*Document passage*:
# What discipline?



## LoveXMyXHorse (Jan 28, 2008)

Hello everyone what riding discipline would you think my mare Dolly would look
Best as? Here are a few pics I would love to know everyone’s opinions.
Sorry these pictures aren’t the best.


----------



## mudypony (Jan 30, 2008)

She looks like a great all around pony. I would try hunter/jumper, trail riding, and I bet she would be good at gymkhana. It all depends on if she likes to do it, that's the main idea. Because if she doesn't enjoy what she's doing she isn't going to pour her heart into it.


----------



## upnover (Jan 17, 2008)

what a cutie! Hard to say what discipline she'd be good for unless we see her move. What do you want to use her for? I say try that and if she doesn't like it move on to something else!


----------



## tempest (Jan 26, 2009)

From the pictures. I would say huntseat or just english riding. No saddleseat, you would never do very well, since this horse is a stock horse. I'd have to see a video of you riding her to say for sure.


----------



## bgood400 (Nov 10, 2008)

I would say english pleasure and/or jumping. She is cute =]


----------



## My Beau (Jan 2, 2009)

Not dressage.

Like the other posters, I agree with that it's hard to tell unless we see her move.. Although, it depends on what you want to do and what she likes/excels at. Not looks.


----------



## StormyBlues (Dec 31, 2008)

Maybe she would be good at eventing! She has a stocky leg confo, which will help on the XC if I'm correct! Just do what you both like!


----------



## Spastic_Dove (Oct 4, 2007)

I think she could do dressage just fine at the lower levels. 
Maybe jumping?


----------



## Rebelappy (Dec 22, 2008)

i d say english


----------



## JustDressageIt (Oct 4, 2007)

Most horses can do anything in the lower levels.

I suggest lower level dressage to get a solid base... then I say she would look terribly cute in jumper get up.

Impossible to tell without seeing her move though.


----------



## randiekay215 (Feb 6, 2009)

I'm going to be one of the only ones to say this on here but she looks like an AWESOME gaming horse. Of course, here I go bringing western into the picture. lol I don't know much about English, so I don't know what she would be good at there, but to me she looks like she would be a great little gaming mare. Maybe barrels, or poles, or even keyhole! With her stocky little build she would make a beautiful western horse. She's gorgeous!!!


----------



## StormyBlues (Dec 31, 2008)

I can acctually see her as a gaming pony too!


----------



## mysandi (Feb 21, 2009)

She is very pretty. English pleasure.


----------



## PoptartShop (Jul 25, 2010)

She looks like she'd be a nice English horse. I'd definitely try some jumping with her, & hunter shows  *as you guys improve of course*.  But 'ya never know, she may be good at Western riding- it all depends! Keep an open-mind.


----------



## LacyLove (Feb 12, 2009)

she looks like a hunter/jumper and would look like a good pole bender too =]


----------



## Jane Honda (Feb 27, 2009)

JustDressageIt said:


> Most horses can do anything in the lower levels.
> 
> I suggest lower level dressage to get a solid base... then I say she would look terribly cute in jumper get up.
> 
> Impossible to tell without seeing her move though.



I agree 100% with this post. Any horse could benefit from a good healthy dose of dressage.


----------



## zanyoutthere (Jan 31, 2009)

hunter/jumper


----------

*Set exercise A*: Can you give the part of the listing that opens with the line containing "Category: jacket zipper" and runs through the end of the listing as a Markdown table with the columns Row and Entry? Number each line under Row, leave out blank lines and the pictures, and put nothing else in the table.

*Information given*:
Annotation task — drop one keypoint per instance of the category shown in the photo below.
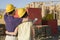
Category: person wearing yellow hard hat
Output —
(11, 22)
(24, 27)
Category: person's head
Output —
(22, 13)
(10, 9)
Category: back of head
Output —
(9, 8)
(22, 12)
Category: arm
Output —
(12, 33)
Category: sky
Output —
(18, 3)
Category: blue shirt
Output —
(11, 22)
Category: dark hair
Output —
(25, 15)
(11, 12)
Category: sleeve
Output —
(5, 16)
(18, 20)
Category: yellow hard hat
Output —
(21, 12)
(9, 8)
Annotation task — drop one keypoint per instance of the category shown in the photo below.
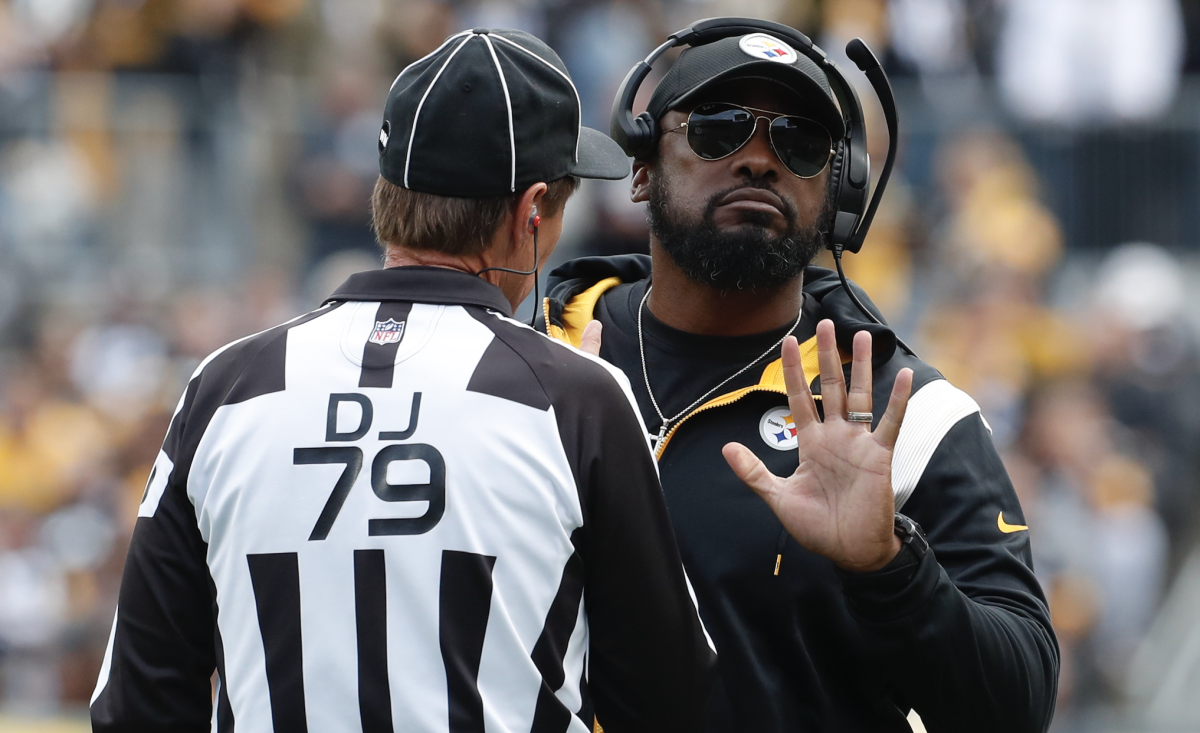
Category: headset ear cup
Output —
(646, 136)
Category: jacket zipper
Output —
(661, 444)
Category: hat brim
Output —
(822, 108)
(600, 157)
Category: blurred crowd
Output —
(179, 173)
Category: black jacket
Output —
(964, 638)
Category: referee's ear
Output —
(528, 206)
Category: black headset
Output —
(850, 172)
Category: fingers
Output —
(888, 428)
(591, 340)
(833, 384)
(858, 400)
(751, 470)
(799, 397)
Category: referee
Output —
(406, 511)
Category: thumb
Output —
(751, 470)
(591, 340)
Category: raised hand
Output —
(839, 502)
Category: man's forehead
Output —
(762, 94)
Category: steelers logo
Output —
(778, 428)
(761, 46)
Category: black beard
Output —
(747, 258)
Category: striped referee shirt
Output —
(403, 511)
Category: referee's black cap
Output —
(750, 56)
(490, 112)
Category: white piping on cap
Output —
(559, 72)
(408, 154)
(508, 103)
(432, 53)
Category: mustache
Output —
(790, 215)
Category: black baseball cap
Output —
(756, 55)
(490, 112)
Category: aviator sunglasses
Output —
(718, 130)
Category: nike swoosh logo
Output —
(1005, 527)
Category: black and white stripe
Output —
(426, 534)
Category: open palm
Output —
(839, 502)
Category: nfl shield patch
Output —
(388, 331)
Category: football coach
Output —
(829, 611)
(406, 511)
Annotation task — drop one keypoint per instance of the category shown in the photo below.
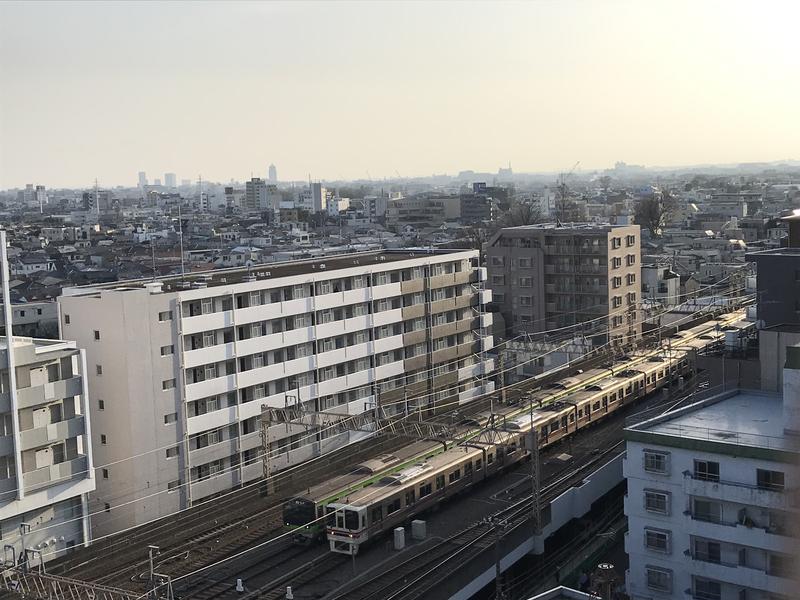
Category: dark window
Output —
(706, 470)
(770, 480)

*Set exercise B*: In the thread on riding disciplines, why does tempest say the mare would never do very well in saddleseat?

*Complete answer A*:
| Row | Entry |
|---|---|
| 1 | Category: jacket zipper |
| 2 | Output — |
| 3 | (661, 444) |
| 4 | Category: hat brim |
| 5 | Output — |
| 6 | (822, 108) |
| 7 | (600, 157) |
| 8 | Category: blurred crowd |
| 9 | Output — |
| 10 | (179, 173) |
| 11 | Category: black jacket |
| 12 | Output — |
| 13 | (964, 638) |
| 14 | Category: referee's ear |
| 15 | Output — |
| 16 | (528, 206) |
| 17 | Category: black headset |
| 18 | Output — |
| 19 | (850, 172) |
| 20 | Category: fingers |
| 21 | Output — |
| 22 | (888, 428) |
| 23 | (591, 340) |
| 24 | (833, 384) |
| 25 | (858, 400) |
| 26 | (751, 470) |
| 27 | (799, 397) |
| 28 | Category: referee |
| 29 | Output — |
| 30 | (406, 511) |
| 31 | Category: thumb |
| 32 | Output — |
| 33 | (751, 470) |
| 34 | (591, 340) |
| 35 | Category: raised hand |
| 36 | Output — |
| 37 | (839, 502) |
| 38 | Category: man's forehead |
| 39 | Output — |
| 40 | (762, 94) |
| 41 | Category: steelers logo |
| 42 | Output — |
| 43 | (778, 428) |
| 44 | (761, 46) |
| 45 | Category: black beard |
| 46 | Output — |
| 47 | (747, 258) |
| 48 | Category: striped referee shirt |
| 49 | Output — |
| 50 | (403, 511) |
| 51 | Category: referee's black cap |
| 52 | Output — |
| 53 | (750, 56) |
| 54 | (490, 112) |
| 55 | Category: white piping on cap |
| 56 | Output — |
| 57 | (559, 72) |
| 58 | (408, 154) |
| 59 | (508, 103) |
| 60 | (432, 53) |
| 61 | Category: mustache |
| 62 | Output — |
| 63 | (790, 215) |
| 64 | Category: black baseball cap |
| 65 | Output — |
| 66 | (756, 55) |
| 67 | (490, 112) |
| 68 | Category: aviator sunglasses |
| 69 | Output — |
| 70 | (718, 130) |
| 71 | Category: nike swoosh logo |
| 72 | Output — |
| 73 | (1005, 527) |
| 74 | Category: black and white stripe |
| 75 | Output — |
| 76 | (426, 534) |
| 77 | Category: open palm |
| 78 | Output — |
| 79 | (839, 502) |
| 80 | Category: nfl shield patch |
| 81 | Output — |
| 82 | (388, 331) |
| 83 | Category: football coach |
| 84 | Output — |
| 85 | (829, 611) |
| 86 | (406, 511) |
| 87 | Annotation task — drop one keypoint per instance of the category shown in the photo below. |
| 88 | Category: dark window |
| 89 | Output — |
| 90 | (706, 470) |
| 91 | (770, 480) |

*Complete answer B*: Because she is a stock horse.